[Region pointing data]
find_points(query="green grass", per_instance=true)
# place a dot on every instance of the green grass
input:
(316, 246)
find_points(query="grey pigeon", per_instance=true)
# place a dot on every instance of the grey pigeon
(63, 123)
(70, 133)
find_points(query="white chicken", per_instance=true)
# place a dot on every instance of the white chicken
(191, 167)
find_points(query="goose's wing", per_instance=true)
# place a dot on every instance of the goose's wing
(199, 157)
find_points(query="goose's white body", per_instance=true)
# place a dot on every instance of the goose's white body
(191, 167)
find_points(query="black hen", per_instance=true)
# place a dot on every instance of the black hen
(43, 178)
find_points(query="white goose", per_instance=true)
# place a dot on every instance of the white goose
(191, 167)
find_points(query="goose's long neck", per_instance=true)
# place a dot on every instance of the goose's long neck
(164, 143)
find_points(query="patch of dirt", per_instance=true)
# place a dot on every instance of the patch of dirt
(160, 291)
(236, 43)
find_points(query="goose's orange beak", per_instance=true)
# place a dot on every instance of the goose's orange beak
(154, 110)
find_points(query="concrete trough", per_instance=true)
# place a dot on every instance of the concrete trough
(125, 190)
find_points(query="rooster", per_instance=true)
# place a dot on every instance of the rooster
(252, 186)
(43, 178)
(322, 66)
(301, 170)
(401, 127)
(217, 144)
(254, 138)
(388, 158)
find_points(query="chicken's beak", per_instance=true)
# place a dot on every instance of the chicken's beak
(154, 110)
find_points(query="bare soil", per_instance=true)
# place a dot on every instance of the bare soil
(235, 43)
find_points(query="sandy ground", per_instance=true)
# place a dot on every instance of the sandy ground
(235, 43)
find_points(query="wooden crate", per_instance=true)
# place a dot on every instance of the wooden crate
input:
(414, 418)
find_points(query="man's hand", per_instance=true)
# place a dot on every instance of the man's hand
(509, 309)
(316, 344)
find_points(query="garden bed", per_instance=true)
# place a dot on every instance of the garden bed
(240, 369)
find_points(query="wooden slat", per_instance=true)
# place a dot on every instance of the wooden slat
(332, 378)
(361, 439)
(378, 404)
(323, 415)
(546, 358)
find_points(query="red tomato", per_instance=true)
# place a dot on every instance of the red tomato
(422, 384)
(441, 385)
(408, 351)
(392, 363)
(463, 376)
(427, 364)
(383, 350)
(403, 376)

### Task directions
Go through the records above, find each line with the string "grass", and copy it.

### Worked solution
find_points(query="green grass", per_instance=true)
# place a dot on every instance of the green grass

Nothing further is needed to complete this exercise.